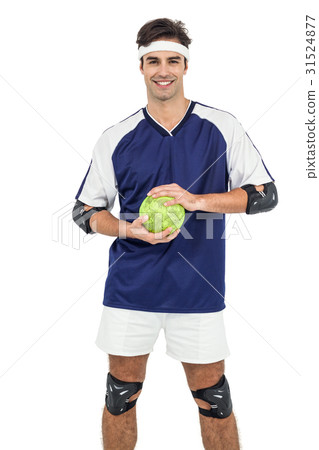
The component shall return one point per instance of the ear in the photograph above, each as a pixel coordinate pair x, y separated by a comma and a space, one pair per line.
141, 69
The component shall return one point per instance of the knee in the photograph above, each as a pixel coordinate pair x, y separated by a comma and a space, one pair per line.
214, 401
121, 395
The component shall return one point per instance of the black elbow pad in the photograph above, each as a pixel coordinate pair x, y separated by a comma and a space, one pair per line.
261, 201
82, 217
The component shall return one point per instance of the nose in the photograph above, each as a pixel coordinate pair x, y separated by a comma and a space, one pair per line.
163, 69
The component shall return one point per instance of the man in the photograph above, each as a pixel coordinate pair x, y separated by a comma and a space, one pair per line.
179, 148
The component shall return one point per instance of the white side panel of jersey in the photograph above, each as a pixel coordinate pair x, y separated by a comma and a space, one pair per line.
100, 186
244, 163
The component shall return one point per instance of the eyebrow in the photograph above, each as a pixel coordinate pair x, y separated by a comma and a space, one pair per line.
149, 58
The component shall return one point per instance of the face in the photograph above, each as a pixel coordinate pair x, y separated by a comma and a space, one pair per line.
163, 74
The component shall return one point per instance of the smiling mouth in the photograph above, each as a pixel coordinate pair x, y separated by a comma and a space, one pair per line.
164, 83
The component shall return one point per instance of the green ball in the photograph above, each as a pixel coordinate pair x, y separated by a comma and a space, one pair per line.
161, 217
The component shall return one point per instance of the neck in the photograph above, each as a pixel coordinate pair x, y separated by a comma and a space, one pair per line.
168, 113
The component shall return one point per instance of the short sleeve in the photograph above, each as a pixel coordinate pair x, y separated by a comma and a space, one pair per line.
99, 186
244, 162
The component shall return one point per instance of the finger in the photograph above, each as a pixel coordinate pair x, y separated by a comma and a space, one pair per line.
143, 218
162, 234
173, 235
170, 202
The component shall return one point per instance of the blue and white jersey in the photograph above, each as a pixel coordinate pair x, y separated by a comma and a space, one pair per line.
207, 152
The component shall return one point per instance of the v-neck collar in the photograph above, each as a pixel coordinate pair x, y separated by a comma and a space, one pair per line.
164, 131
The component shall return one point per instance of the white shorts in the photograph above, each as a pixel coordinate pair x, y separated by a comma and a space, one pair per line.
194, 338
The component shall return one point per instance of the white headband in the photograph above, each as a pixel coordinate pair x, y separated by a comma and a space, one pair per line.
169, 46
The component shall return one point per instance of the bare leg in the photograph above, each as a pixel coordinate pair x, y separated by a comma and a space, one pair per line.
120, 432
217, 434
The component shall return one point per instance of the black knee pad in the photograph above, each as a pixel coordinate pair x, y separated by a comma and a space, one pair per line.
118, 394
218, 396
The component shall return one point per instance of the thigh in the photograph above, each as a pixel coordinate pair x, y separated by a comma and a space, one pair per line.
200, 376
196, 338
128, 368
126, 332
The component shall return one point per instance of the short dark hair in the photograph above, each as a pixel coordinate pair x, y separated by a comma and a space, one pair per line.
162, 28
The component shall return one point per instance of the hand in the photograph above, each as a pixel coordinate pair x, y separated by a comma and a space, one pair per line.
181, 196
138, 231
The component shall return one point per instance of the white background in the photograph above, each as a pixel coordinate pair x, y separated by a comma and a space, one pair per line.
68, 71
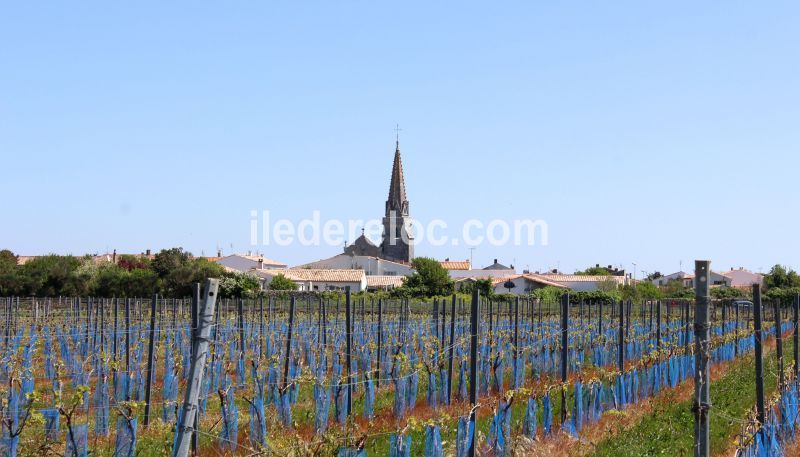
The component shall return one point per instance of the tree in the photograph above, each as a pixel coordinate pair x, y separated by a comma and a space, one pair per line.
9, 281
281, 282
8, 261
549, 294
50, 276
170, 260
484, 286
239, 285
607, 285
727, 292
593, 271
653, 276
429, 279
781, 277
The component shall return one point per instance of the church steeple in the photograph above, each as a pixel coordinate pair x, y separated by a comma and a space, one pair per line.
397, 187
398, 242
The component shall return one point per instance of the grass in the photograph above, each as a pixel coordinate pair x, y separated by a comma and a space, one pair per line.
669, 428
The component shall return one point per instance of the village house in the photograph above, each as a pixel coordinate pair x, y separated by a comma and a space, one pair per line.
317, 280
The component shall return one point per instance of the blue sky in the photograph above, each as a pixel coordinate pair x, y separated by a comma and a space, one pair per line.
647, 132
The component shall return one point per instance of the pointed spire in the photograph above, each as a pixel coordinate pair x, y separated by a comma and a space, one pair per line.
397, 187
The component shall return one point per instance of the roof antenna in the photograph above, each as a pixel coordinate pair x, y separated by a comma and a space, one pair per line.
397, 131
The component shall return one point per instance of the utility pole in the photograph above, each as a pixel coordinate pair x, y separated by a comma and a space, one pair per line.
702, 402
199, 355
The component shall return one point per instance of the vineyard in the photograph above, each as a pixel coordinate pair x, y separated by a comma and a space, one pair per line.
334, 374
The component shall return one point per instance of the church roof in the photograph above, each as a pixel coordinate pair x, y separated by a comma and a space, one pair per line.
384, 281
397, 187
317, 274
455, 265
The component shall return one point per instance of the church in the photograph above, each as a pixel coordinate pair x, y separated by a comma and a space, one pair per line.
397, 244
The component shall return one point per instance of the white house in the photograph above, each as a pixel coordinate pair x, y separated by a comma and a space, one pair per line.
524, 284
383, 282
742, 278
370, 265
318, 280
585, 283
480, 273
247, 262
687, 279
457, 265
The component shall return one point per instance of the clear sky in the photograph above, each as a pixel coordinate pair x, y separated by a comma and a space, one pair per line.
647, 132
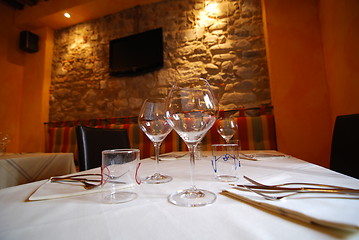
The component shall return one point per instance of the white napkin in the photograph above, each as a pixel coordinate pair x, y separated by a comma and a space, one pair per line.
330, 212
53, 190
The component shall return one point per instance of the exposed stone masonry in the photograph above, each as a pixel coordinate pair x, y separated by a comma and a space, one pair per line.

----------------

**Given request:** All of the entries above should be duplicated exactly, except for the pictures.

**Solution:**
The component shall return one point per instance of the ear in the photograph above, each as a pixel coordinate pair x, y separated by a comma and a space, one pair per line.
141, 69
The component shall return one point per instance of the knee in the photograph above, each as a pixel coordinate pair x, y separated by a comma and a space, one pair per line.
214, 401
121, 395
The component shall return one point per instance of the black elbow pad in the photograph above, each as a pixel coordinate pair x, y separated by a comma and a space, one pair per line.
261, 201
82, 217
The component shall return one point per instance of the nose in the photograph above, each as a pixel coordinate pair x, y separated by a comma and a space, one pair per line.
163, 69
The component shall return one point per instance of the man in the photograph above, each as a pixel coordinate pair x, y separated by a comma and a space, one pair per line.
179, 148
The component shall return one point per instance of the white side panel of jersey in the photograph above, each as a pixel coordinate pair x, y separated by a comma and a space, one pair per line.
100, 186
244, 163
The component shall return one point per instance of the eyebrow in the photograph above, each as a pixel coordinate pair x, y separated by a comma and a space, one pair per line.
149, 58
The component shall return one point per instance of the face in the photograph above, each as a pixel coordinate pair x, y separated by a comma and a space, one pair per line.
163, 74
The component shall return one point per instance of the smiling mouth in the photograph above, each as a pixel coordinate pair x, y separated by a comma and a space, one pair per line.
164, 83
The component shall return one point per instance of the green ball in the photograph above, each as a pixel coordinate pair x, y separated by a comma and a space, one pair per line.
161, 217
The component shall return one point per instance of the neck in the photograph above, each as a pixel coordinate pair x, y separated by a comma and a space, one pair per line.
168, 113
The component shall return one point per instance of the short sleeve in the photograph above, each as a pixel coordinate pair x, y separated by a comma and a space, one pair per line.
99, 186
244, 162
The component shall return one point per instance of the finger in the photograph above, each as a pixel coordinate pair x, y separated by a comma and a space, one pair per line.
143, 218
162, 234
173, 235
170, 202
The component shall return one point per instance of the blue and white jersey in the photograph above, each as a pixel coordinate pair x, y separated by a comma and a space, one pair per line.
207, 152
The component shall return one point per instance of the v-neck collar in the photograph above, each as a pixel coordinate pair x, y separated by a comma and a space, one pair per line.
164, 131
The component shall return one point per instance of the white shorts in the photograph above, each as a pixel coordinate pair x, y separated by a comma and a space, one pair per line.
194, 338
The component shall return one point per instance of the white headband in the photograph above, each as a pixel coordinate pair x, y separated by a comma and a space, one pair per line.
169, 46
The component shall return one point per instance of the bare leg in the photograph above, each as a pixel coordinate pair x, y separated by a comma and a space, one pair per line.
120, 432
217, 434
The component shall return one point per instance of the black knee pad in the photograph above, each as a pixel coordinate pair x, y separated by a comma and a space, one pair per line.
118, 394
218, 396
The component shall return one point per instance of the thigh in the photograph above, each as a pixel coordinate pair x, y separated by a comma and a space, one pair per line.
200, 376
196, 338
128, 368
126, 332
The component shall return one point per instance of the short dark hair in the photograph above, each as a pixel coordinate pair x, y separated by a comma and a space, one pair per line.
162, 28
The component shall return one point per instance of the hand in the photograph above, each as a pixel coordinate pair x, y separated by a comma and a space, one pair per line.
181, 196
138, 231
The component shall return one point per instance of the white background in the photograph above, each as a pixel coordinate pair x, y separated by a comma and a space, one pair per line.
68, 71
The component shall return one point per instance of the tree in the photograph above, each as a pixel coordinate pair x, y separated by a comma and a space, one pair per line.
9, 281
281, 282
8, 261
549, 294
50, 276
170, 260
484, 286
239, 285
607, 285
727, 292
593, 271
653, 276
429, 279
781, 277
The component shall return one point per instance of the church steeple in the photograph above, each as a pixel coordinate pair x, y separated by a comma and a space, one pair per line.
397, 187
398, 242
The component shall return one point per instance of the grass in the photograph above, each as a pixel coordinate pair x, y separated by a comma and a space, one pair per line.
669, 428
The component shall return one point per instance of the village house in the photograph above, each as a pixel coordinate pair x, y separated by a comma and a space, one pair per line.
317, 280
The component shall return one point per instance of the blue sky in the photograph above, each as a pixel coordinate pair x, y separated by a comma and a space, one pair per line.
647, 132
The component shall return one point per instance of the pointed spire in the photograph above, each as a pixel coordinate pair x, y separated by a comma and a space, one pair per line.
397, 187
The component shall return one point per instance of the roof antenna in the photograph above, each as a pixel coordinate pair x, y separated by a comma and a space, one pair per line.
397, 131
The component shall return one point per instance of the utility pole in the photograph above, each as a pixel coordinate pair x, y separated by a comma and a space, one pair per line.
702, 402
199, 355
The component shall return one point per instance of the vineyard in the photograph above, each as a pixel coordinate pair x, y separated by a comma and a space, one pair per line.
334, 374
The component shall return one point per instance of the church roof in the photograph above, each as a pixel coordinate pair x, y separated by a comma and a space, one pair per line.
384, 281
397, 187
317, 274
455, 265
The component shall return one point per instance of the church in the photograph above, each as a pixel coordinate pair x, y separated by a comma and a space, one pair per line.
397, 244
The component shall return one point per instance of the white house in the photograph above, each as a pixel coordinate pair x, y separated by a comma and a space, one pair per line.
524, 284
383, 282
742, 278
370, 265
318, 280
585, 283
480, 273
247, 262
687, 279
457, 265
The component shall return one point per instance of the clear sky in the photograph above, each as a pixel coordinate pair x, y separated by a comma and a space, one pair per line.
647, 132
The component shall return one point per instance of the white napkin in the photograph above, each as a pixel coordinate pair x, y separated by a comma and a space, one pair per line.
330, 212
53, 190
The component shall return one point per instance of the exposed stone masonry in the photograph above, each as a pixel coordinate pair x, y separated by a comma and a space, one pair per line.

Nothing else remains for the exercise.